Half Forrest Gump, half Taxi Driver, the play has us follow the feeble-minded Mij (Michael Wolfe), who is trying to cope on his own after the death of his beloved mother- he's in his 30s, a virgin, never had a full-time job... When a beautiful Puerto Rican cashier (Shelly Molad) turns him down for a date, he develops a grudge against her boyfriend Carlos (Ivan Goris), which then, thanks to tutoring-in-life from Sal (Ralph McCain), his partner in his new job of late-night sanitation, begins to turn into outright xenophobia, beginning a tragically ineffectual crusade against all the elements that he thinks are ruining his beloved Bainbridge Avenue (i.e. Puerto Ricans). And along the way, a drunken Mij sees visions of a banshee. The play is unflinching and painful in its examination of the tragedy of neophobia and racism. It's a difficult play to watch at times, as Mij makes bad decision after bad decision. Anyone for whom racial epithets are triggering might also want to skip this one.

Wolfe's bravura performance anchors the play solidly- with a nigh-constant marathon stream-of-consciousness narrative, it's almost a one-man-show that happens to have six other actors in it to bring the stories to life. His Mij is simultaneously appealing and appalling. The other performers acquit themselves well, the standouts being Molad and McCain.

[Object point labels]
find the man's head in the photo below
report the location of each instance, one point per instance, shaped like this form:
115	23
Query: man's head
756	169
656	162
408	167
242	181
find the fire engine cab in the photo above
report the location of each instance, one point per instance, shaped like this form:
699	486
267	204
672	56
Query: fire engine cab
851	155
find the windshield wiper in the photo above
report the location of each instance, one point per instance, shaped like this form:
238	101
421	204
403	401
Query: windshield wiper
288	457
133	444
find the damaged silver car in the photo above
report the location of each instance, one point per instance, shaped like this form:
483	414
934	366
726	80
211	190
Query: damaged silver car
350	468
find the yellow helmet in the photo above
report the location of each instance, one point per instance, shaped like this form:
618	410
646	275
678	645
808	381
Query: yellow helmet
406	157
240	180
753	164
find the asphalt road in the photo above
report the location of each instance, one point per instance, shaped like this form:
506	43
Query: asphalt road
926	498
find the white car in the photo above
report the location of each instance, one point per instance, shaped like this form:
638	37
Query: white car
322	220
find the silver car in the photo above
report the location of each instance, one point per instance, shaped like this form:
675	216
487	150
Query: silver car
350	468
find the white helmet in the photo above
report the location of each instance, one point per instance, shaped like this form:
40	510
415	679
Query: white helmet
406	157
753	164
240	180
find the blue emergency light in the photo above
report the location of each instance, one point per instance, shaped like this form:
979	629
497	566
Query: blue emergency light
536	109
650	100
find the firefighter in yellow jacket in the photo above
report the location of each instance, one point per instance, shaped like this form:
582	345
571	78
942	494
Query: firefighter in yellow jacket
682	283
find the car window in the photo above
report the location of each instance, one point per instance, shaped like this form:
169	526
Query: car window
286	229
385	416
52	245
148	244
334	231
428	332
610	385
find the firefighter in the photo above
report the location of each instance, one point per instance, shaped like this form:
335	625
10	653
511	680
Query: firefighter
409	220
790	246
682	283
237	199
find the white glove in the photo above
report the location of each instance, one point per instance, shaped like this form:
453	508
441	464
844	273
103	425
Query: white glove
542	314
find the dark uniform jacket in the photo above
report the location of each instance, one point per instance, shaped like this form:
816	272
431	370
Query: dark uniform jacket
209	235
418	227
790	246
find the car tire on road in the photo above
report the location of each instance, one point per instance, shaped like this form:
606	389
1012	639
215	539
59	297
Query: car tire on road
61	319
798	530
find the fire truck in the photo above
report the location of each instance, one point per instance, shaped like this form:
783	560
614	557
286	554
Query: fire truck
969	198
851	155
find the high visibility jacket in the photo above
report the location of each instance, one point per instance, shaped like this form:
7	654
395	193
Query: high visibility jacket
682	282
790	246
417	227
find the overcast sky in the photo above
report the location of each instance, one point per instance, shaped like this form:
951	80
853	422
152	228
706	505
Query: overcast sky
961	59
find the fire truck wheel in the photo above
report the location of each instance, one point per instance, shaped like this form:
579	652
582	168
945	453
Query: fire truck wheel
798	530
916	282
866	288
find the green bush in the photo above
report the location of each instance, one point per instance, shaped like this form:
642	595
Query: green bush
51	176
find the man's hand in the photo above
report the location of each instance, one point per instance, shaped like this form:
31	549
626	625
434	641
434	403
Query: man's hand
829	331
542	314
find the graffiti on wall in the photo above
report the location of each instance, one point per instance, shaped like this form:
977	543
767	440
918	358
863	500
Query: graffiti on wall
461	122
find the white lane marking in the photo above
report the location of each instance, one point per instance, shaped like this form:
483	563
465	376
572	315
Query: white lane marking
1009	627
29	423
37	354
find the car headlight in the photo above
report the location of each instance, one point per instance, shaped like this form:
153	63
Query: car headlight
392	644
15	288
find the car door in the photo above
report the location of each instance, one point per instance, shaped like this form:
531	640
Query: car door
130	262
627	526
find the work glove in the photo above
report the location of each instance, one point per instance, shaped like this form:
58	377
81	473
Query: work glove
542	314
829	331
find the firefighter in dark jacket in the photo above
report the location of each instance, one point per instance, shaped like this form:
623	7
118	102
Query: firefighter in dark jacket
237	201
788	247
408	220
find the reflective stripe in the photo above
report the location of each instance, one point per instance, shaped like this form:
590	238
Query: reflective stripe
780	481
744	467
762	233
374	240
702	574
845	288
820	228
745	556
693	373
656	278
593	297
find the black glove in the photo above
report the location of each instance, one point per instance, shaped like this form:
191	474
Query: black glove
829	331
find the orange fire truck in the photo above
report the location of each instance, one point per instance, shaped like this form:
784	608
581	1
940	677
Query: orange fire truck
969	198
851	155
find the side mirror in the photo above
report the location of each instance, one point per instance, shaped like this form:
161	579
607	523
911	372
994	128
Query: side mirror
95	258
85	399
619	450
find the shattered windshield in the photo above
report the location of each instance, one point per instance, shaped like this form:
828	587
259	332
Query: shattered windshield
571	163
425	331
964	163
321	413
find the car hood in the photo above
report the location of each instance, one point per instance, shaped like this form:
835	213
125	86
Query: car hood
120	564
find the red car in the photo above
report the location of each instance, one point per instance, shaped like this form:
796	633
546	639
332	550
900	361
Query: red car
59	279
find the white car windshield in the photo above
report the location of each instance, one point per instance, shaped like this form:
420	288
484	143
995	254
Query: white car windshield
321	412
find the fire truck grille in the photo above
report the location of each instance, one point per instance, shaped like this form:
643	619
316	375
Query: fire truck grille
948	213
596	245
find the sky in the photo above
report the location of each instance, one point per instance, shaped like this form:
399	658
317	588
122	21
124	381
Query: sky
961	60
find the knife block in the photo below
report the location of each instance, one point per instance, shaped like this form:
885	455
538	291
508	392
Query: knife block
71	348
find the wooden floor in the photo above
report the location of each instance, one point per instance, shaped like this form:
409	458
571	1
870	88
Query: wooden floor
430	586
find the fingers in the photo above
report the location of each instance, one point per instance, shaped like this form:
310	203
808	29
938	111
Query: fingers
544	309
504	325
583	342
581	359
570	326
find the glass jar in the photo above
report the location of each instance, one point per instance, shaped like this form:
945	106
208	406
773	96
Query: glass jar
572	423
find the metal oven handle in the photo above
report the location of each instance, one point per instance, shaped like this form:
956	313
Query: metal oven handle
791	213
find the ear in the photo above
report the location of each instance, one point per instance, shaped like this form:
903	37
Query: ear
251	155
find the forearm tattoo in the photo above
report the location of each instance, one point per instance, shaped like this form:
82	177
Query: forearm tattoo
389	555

— GIVEN REQUEST —
Rewrite the stretch of the play review from "Wolfe's bravura performance" through "Molad and McCain.", replacing "bravura" with "commanding".

— COMPLETED TASK —
Wolfe's commanding performance anchors the play solidly- with a nigh-constant marathon stream-of-consciousness narrative, it's almost a one-man-show that happens to have six other actors in it to bring the stories to life. His Mij is simultaneously appealing and appalling. The other performers acquit themselves well, the standouts being Molad and McCain.